**** Supplied records
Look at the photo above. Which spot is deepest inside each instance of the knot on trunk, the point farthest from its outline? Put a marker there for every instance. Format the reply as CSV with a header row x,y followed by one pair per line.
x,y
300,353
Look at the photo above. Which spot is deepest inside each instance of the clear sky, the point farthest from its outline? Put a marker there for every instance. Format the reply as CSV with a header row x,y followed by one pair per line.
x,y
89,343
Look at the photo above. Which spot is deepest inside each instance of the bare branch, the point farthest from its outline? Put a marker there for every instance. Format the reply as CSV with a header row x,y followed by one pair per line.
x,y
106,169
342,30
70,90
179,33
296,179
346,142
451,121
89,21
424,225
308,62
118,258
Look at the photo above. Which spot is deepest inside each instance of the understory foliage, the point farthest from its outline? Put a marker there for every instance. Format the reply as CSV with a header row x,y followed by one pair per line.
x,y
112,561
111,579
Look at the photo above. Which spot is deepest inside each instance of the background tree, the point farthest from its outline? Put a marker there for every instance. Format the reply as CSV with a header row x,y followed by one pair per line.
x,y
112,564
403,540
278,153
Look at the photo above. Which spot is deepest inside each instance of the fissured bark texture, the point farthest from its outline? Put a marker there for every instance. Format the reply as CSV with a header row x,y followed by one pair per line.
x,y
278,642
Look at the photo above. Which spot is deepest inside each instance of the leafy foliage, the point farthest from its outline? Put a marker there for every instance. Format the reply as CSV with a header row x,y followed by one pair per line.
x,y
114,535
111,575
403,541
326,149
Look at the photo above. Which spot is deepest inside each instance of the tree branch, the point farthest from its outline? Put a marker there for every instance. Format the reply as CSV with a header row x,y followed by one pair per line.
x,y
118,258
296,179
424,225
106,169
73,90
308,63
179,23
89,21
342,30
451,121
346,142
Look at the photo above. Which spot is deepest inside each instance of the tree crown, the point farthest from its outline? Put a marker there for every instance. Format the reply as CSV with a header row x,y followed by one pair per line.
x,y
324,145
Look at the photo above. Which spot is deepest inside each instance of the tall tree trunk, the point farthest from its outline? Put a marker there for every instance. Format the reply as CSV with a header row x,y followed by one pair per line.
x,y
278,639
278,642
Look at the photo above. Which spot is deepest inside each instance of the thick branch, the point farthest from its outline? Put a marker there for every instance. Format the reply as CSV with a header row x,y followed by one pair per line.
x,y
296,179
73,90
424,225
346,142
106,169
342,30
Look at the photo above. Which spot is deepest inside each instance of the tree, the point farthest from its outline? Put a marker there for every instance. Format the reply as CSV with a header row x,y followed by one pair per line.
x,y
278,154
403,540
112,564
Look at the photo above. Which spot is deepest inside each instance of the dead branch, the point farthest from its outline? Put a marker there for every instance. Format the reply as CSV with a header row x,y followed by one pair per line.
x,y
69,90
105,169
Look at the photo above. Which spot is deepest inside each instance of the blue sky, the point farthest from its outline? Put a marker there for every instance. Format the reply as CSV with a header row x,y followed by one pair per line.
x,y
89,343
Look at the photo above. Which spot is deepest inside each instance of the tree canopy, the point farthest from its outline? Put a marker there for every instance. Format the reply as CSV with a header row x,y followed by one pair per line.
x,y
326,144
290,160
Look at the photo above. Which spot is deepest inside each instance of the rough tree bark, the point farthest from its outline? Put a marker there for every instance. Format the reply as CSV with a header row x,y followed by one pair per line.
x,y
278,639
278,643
********
● **Work order**:
Print each entry precisely. Include every line.

● **Written response**:
Look at the photo above. Which spot is deepest inside each instance of the knot on trunk, the point farthest from its outline? Put a marker there for every instance. Format the reply as CSV with a header row x,y followed by one pair per line.
x,y
300,353
Look at the photo above. Which spot is deepest inside each instance of the clear sky, the point farthest from its outline? Put a marker there for every instance. Format the reply as CSV with a header row x,y followed by one pair per line.
x,y
89,343
Look at the photo above. Which spot is deepest inside each instance of the bare branch, the point farthest from its outline? Put a marker there for every instance. Format the reply as CSV with a header row x,y followed by one pair per line.
x,y
106,169
342,30
70,90
179,33
296,179
346,142
451,121
89,21
424,225
308,62
118,258
Look at the photo above. Which spot is deepest inside each instance of the understory foliage, the point farthest from its outline? Put a marker there for every instance. Format the reply as CSV with a header row x,y followed by one pair per line.
x,y
112,561
111,579
Look at the photo above. Which spot is deepest inside each instance of the background tree, the point farthest from its outline? Put a marker there for every instance. Format the reply as CSV with a header row x,y followed by one pair per line.
x,y
112,564
403,540
278,153
Look at the photo above. Which spot is deepest inside each instance of the fissured bark texture, the point farthest from its outline? Put a marker there for every instance. Format the reply as CSV with a header row x,y followed by one pair per line.
x,y
278,642
Look at the photo above. Which spot is deepest inside each instance of the leafy foliage, the point farthest from its outline? Put a marker there for every instance. Format the reply as CSV with a header row x,y followed by one pair per line.
x,y
114,535
111,575
403,541
326,149
Look at the photo above. Which spot is deepest inside each instance of the tree branch, the point farthest from its outline? Put a marker there for every instance. Format the reply as CSV with a header row x,y followed by one pair per line.
x,y
118,258
296,179
424,225
106,169
73,90
308,63
179,23
89,21
342,30
451,121
346,142
Look at the photo above. Which spot is deepest inside each instance of the tree crown, the point farthest from its outline? Put a marker there for every instance. Format the reply as CSV with a header row x,y followed by one pair per line.
x,y
324,145
Look at the photo above. Which spot is deepest inside each instance of the tall tree trunk, the point farthest from its outline? Put a marker there for every instance. Format the reply as CSV with a header row x,y followed by one pair per line.
x,y
278,639
278,642
Look at the photo above. Which spot is deepest inside each instance of the thick branch, the point farthest from its outline? Put a marker there for every instance. Format the reply as CSV with a header row x,y followed by one pair per line.
x,y
296,179
73,90
424,225
346,142
106,169
342,30
Look at the photo above. Which spot is deepest inside each instance of the tree, the point farthest from its outline? Put a marker there for every instance. Format the reply as CSV with a header row x,y followed by one pair per line.
x,y
278,154
403,540
112,564
Look at the photo above. Which spot is deepest inside each instance of the dead branch, the point farthest from its outline? Put a marker there for every instance. Format the reply as CSV with a header row x,y followed by one pair per line.
x,y
69,90
105,169
Look at the photo above. Which spot is deepest inside each instance of the blue sky, the point farthest from its outline? Put a marker there for every instance. Format the reply as CSV with a header row x,y followed by one pair per line.
x,y
89,343
Look at the photo above. Which spot is deepest inside each instance of the tree canopy, the point farthest from its outline? Put a marker there for every instance. Format the reply as CSV with a header row x,y followed by one pair per line.
x,y
326,144
290,160
Look at the photo above. Which spot is deepest inside each instance of the rough tree bark, the point farthest from its outline? Put a marker there for every instance. Format the reply as CSV with a header row x,y followed by one pair per line.
x,y
278,639
278,643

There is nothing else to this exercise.